→ **Short exercise**
Copy out word for word the lines of the data, from the line containing "[locate] distant town" up to and including the last line of the data.

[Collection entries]
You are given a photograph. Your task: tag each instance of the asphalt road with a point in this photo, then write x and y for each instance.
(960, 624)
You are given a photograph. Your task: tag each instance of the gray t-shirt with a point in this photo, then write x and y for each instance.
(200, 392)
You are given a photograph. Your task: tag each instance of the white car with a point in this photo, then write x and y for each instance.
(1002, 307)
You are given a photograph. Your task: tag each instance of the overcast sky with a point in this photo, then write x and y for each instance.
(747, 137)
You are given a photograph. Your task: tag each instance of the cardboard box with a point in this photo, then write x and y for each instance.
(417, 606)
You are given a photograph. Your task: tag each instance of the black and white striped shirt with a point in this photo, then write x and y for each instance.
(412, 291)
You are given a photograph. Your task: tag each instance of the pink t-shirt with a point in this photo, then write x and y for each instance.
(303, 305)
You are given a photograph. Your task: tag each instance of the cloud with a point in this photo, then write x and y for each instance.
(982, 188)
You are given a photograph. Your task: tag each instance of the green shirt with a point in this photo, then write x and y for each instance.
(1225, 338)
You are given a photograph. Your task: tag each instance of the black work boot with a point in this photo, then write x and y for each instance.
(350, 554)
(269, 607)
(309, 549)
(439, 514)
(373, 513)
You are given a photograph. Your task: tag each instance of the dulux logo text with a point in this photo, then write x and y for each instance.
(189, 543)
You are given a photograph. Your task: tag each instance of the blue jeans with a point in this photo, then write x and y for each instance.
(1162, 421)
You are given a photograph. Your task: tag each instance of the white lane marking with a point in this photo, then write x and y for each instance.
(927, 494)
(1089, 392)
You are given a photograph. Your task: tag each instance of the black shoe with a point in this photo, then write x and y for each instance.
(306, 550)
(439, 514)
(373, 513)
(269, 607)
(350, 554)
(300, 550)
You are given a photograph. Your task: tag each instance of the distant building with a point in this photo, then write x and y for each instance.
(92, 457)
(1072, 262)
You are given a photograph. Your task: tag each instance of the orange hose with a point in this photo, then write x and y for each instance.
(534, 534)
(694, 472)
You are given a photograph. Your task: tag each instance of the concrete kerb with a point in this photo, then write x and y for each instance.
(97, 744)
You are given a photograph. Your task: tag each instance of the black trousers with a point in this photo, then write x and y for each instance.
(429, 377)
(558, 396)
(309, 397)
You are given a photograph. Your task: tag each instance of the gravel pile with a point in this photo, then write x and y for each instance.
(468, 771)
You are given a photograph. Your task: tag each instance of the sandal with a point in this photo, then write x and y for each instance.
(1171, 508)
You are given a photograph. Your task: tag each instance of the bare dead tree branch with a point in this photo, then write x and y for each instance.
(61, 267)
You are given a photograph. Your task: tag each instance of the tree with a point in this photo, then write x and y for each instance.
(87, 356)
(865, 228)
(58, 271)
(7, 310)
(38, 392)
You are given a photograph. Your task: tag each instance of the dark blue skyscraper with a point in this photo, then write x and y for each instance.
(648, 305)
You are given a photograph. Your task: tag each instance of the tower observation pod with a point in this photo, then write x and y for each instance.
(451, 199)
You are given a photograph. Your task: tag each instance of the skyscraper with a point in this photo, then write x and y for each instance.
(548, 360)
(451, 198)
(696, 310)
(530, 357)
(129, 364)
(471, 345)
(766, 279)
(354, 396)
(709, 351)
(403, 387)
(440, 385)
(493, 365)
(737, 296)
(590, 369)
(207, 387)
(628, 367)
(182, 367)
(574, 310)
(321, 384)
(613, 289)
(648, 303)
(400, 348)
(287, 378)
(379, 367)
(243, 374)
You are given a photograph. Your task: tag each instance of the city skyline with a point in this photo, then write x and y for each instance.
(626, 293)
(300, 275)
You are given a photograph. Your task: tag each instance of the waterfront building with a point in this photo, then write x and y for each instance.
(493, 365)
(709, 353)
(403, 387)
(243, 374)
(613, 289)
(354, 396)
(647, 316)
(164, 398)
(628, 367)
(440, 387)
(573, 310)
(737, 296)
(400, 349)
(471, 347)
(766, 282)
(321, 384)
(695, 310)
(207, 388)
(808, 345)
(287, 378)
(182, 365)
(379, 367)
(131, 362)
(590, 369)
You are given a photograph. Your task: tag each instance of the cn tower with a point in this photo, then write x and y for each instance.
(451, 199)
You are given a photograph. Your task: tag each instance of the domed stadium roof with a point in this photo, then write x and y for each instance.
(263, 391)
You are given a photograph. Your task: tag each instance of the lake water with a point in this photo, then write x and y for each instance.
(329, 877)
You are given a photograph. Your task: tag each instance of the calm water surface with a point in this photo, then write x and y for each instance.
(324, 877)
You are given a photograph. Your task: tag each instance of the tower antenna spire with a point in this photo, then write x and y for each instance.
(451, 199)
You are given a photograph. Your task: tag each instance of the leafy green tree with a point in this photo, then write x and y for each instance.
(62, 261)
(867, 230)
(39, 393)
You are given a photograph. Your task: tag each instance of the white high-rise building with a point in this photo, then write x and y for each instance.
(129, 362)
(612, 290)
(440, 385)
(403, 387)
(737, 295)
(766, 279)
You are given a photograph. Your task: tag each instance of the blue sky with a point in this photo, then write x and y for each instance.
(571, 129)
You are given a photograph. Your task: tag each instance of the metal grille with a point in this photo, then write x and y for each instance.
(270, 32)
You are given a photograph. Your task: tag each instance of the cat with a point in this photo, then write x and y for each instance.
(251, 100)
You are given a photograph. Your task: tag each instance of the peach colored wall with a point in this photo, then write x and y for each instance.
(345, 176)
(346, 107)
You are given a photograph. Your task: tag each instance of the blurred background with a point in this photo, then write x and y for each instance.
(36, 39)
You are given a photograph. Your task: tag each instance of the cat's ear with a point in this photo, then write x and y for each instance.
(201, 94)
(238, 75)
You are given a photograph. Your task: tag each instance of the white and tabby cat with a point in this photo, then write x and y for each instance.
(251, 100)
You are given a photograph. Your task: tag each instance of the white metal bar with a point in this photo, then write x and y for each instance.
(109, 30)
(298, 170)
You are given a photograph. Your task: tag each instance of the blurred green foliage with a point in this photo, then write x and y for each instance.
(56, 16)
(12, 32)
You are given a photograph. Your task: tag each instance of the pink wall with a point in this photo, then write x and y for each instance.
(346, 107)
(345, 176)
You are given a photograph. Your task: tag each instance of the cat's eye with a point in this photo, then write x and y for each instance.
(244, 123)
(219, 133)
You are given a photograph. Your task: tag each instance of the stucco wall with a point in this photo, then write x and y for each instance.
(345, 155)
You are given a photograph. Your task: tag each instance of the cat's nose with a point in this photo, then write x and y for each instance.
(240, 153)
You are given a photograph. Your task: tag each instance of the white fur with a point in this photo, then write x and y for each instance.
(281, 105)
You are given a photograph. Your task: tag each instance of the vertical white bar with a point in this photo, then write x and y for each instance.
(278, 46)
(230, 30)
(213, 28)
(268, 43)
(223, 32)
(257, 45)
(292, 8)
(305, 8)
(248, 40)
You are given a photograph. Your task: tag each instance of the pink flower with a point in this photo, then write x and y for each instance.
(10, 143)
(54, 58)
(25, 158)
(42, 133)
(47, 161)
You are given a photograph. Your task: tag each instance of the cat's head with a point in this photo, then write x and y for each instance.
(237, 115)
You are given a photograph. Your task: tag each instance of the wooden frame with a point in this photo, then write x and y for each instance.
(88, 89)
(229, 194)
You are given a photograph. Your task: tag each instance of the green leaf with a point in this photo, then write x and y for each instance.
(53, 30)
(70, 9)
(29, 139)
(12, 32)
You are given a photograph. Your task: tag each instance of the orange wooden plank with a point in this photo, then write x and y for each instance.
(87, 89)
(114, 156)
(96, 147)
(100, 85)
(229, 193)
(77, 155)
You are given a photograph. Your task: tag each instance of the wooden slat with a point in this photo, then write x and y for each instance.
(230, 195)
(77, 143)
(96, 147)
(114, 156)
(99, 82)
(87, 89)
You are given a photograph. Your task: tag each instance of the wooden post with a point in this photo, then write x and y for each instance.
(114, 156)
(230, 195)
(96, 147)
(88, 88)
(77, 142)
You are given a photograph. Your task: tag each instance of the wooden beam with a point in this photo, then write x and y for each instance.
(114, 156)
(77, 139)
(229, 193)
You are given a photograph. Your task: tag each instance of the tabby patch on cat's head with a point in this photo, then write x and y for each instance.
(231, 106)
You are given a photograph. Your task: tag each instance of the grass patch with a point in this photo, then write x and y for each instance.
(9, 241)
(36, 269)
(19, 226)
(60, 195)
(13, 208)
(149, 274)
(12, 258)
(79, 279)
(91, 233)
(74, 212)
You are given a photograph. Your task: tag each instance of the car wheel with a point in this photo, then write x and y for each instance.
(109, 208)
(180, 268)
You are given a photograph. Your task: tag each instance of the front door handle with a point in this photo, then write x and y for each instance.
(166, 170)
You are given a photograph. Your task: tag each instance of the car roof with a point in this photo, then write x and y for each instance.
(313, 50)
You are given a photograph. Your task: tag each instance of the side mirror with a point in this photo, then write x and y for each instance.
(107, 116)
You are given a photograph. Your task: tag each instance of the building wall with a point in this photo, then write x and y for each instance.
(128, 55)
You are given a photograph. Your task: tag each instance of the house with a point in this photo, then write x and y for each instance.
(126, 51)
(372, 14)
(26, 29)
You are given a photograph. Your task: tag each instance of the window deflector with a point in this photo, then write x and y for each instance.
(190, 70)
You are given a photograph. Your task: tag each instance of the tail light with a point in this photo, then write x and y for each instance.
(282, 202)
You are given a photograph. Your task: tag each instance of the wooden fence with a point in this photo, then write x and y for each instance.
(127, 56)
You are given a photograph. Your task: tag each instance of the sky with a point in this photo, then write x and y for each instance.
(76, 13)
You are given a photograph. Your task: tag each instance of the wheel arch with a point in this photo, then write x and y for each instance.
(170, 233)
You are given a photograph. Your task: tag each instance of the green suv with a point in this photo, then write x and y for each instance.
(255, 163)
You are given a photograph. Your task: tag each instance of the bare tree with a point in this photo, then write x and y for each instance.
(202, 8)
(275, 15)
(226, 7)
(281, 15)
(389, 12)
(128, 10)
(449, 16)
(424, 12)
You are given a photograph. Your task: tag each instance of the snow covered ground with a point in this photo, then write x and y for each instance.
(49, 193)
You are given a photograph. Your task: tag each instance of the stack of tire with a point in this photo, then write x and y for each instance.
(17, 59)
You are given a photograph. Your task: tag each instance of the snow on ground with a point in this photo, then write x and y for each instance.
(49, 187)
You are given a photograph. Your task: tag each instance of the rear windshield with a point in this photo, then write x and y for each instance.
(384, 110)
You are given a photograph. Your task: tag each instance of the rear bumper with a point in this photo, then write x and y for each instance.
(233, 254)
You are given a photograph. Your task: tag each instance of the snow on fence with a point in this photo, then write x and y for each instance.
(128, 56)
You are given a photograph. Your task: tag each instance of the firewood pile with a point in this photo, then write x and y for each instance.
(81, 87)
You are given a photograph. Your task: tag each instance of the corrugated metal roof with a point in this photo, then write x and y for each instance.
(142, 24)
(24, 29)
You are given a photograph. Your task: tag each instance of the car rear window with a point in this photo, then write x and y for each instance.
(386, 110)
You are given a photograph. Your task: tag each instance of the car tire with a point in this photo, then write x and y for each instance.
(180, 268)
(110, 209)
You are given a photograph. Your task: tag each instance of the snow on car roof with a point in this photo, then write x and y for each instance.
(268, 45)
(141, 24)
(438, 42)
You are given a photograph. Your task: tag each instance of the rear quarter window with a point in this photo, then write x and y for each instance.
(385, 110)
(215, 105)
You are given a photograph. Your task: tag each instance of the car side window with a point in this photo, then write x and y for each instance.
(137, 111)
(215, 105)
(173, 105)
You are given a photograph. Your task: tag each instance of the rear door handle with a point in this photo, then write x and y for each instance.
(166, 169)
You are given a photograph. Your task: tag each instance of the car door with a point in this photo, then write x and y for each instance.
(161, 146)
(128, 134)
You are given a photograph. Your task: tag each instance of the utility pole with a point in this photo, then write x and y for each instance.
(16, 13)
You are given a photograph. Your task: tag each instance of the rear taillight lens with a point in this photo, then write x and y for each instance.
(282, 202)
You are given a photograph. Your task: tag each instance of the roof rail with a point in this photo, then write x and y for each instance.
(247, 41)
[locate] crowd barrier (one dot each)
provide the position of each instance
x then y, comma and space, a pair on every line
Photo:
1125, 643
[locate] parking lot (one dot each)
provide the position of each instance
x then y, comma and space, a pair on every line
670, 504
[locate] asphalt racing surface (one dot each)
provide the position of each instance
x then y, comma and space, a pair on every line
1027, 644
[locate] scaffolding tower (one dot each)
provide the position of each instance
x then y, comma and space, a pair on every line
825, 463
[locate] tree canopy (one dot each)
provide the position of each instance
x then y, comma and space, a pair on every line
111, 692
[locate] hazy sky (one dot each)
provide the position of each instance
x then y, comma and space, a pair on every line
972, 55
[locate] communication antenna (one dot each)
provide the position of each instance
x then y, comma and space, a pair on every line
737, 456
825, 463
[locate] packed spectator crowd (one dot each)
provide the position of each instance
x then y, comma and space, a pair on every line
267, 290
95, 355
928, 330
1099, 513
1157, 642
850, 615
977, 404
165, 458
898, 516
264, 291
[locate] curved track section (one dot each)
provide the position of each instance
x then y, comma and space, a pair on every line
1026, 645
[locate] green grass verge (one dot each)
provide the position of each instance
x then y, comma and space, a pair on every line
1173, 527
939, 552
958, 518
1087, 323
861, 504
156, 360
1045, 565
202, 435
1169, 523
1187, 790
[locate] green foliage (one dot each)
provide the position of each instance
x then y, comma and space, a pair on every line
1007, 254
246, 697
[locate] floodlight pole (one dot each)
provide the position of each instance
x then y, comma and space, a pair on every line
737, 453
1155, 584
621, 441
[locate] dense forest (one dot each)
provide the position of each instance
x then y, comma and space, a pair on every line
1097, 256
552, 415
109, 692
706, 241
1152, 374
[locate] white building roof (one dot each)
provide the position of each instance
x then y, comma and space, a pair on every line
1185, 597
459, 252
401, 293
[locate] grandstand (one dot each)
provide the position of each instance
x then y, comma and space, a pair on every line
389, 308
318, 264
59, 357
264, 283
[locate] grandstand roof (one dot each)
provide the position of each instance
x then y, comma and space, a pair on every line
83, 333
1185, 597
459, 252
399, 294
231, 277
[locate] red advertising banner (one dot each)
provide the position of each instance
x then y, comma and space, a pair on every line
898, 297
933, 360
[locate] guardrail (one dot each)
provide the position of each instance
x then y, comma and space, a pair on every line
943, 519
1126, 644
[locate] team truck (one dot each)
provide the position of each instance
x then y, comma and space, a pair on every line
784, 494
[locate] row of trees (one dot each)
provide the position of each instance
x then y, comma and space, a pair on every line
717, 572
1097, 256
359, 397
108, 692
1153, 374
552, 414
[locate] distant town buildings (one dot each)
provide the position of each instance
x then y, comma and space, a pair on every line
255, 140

→ **Task solution**
[locate] distant town buildings (one dot each)
provide the position of each instance
x then y, comma and space, a pair on every line
255, 140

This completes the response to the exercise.